GOAL OF THE EXERCISE
Please reproduce all of the entries exactly, without omitting any.

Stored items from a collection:
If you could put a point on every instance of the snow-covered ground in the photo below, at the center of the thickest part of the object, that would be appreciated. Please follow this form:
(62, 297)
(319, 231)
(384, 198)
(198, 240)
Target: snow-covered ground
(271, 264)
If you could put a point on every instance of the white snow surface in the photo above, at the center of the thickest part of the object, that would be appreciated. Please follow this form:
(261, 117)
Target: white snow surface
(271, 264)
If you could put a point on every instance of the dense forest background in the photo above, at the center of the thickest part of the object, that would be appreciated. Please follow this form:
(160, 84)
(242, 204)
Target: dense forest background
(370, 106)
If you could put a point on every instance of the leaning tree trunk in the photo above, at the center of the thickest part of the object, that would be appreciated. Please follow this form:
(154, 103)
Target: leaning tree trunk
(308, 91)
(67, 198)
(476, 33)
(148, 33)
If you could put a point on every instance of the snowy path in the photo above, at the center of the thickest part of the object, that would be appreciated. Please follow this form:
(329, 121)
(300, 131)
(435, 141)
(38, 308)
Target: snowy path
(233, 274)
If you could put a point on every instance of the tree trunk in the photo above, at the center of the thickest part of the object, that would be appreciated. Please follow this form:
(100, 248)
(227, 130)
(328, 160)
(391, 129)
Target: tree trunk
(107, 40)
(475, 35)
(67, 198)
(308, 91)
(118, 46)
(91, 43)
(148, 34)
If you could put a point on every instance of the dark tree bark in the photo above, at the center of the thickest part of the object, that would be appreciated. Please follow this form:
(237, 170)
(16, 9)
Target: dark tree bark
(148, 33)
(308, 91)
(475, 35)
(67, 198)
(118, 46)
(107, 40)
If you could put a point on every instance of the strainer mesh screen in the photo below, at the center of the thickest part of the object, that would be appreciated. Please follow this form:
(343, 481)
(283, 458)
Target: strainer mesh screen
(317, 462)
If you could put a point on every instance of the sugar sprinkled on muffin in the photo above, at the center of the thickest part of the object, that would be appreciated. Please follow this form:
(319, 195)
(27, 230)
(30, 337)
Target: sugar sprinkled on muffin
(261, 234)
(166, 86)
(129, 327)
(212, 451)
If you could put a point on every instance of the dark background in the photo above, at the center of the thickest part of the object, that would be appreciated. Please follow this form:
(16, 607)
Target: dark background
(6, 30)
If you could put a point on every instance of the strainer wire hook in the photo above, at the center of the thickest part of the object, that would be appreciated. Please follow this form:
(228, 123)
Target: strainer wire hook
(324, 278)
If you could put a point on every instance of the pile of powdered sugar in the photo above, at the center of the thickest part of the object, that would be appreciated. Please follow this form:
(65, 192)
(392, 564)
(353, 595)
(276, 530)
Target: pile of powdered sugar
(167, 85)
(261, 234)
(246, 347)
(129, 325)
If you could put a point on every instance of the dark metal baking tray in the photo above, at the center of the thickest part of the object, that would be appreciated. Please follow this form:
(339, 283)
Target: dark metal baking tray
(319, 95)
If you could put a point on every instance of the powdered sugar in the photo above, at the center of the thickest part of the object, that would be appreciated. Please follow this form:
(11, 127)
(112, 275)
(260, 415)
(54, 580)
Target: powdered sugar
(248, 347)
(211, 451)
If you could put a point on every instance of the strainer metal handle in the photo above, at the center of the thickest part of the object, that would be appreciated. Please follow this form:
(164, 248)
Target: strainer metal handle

EXERCISE RESULT
If you could put a point on every instance of the snow-covered ground in the photo below, at the center of the thickest part of the object, that would be appreciated. Please follow this form:
(62, 297)
(319, 231)
(384, 198)
(198, 240)
Target: snow-covered ground
(271, 264)
If you could put a point on every instance of the white snow surface in the photo above, at the center of the thickest part of the object, that would be appreciated. Please follow this form:
(261, 117)
Target: white snow surface
(271, 264)
If you could put a point on every instance of the dense forest background in the photo above, at the center of the thickest part of the object, that would be appreciated. Please follow this form:
(160, 84)
(242, 204)
Target: dense forest background
(370, 106)
If you could put a point on every instance of the leaning tree trunk in the photo above, at the center of the thickest part of the object, that would be appreciated. Please follow this form:
(154, 103)
Target: leaning tree trunk
(308, 91)
(67, 198)
(476, 33)
(148, 33)
If you could put a point on every instance of the snowy path in the photo above, at the center of the thickest part of the object, that would be appreciated. Please follow this form:
(329, 121)
(300, 131)
(435, 141)
(38, 308)
Target: snowy path
(233, 274)
If you could put a point on every instance of the tree trunk in the photo above, at the center of the thickest part of the object, that would be appreciated. Please follow this form:
(100, 248)
(227, 130)
(328, 160)
(391, 129)
Target: tree trunk
(107, 40)
(475, 35)
(67, 198)
(308, 91)
(118, 46)
(91, 43)
(148, 34)
If you could put a point on every instance of the dark tree bark in the photo above, at the center of the thickest part of the object, that would be appreciated. Please follow this form:
(237, 170)
(16, 9)
Target: dark tree bark
(148, 33)
(308, 91)
(475, 35)
(67, 198)
(118, 46)
(107, 40)
If you could put a point on every instance of the strainer mesh screen in the photo below, at the center of the thickest part of the object, that would be appreciated. Please follow this form:
(343, 481)
(283, 458)
Target: strainer mesh screen
(317, 462)
If you could put a point on every instance of the sugar sprinkled on muffin in the photo above, at the center of the thickest part of the object, that would be appreciated. Please follow this form:
(319, 195)
(27, 230)
(30, 337)
Target: sugar sprinkled on muffin
(261, 234)
(166, 86)
(129, 327)
(212, 451)
If you could put a point on every instance of the dark background in the photo above, at the center of the thickest part of the object, that would be appreciated. Please follow this form:
(16, 607)
Target: dark background
(6, 30)
If you could put a point on every instance of the strainer wire hook in the photo above, at the center of the thickest part of the object, that would be appreciated. Please follow this form:
(228, 123)
Target: strainer wire hook
(324, 278)
If you could put a point on every instance of the pile of powdered sugar in the photo above, at the center of the thickest part of the object, that would be appreciated. Please follow this form:
(65, 192)
(392, 564)
(353, 595)
(276, 530)
Target: pile of powdered sugar
(167, 85)
(261, 234)
(246, 347)
(129, 325)
If you could put a point on every instance of the dark metal baking tray in the photo above, at the center of the thickest part of the object, that would be appreciated. Please follow this form:
(339, 283)
Target: dark metal baking tray
(319, 95)
If you could put a point on every instance of the powdered sugar in the photo above, at the center of the thickest part of the object, that would be appreciated. Please follow this form:
(11, 127)
(112, 275)
(260, 415)
(54, 580)
Target: powdered sugar
(248, 347)
(211, 451)
If you could put a point on every instance of the strainer metal handle in the photo above, at the center of the thickest part of the object, that would be appreciated. Please follow this form:
(164, 248)
Target: strainer metal handle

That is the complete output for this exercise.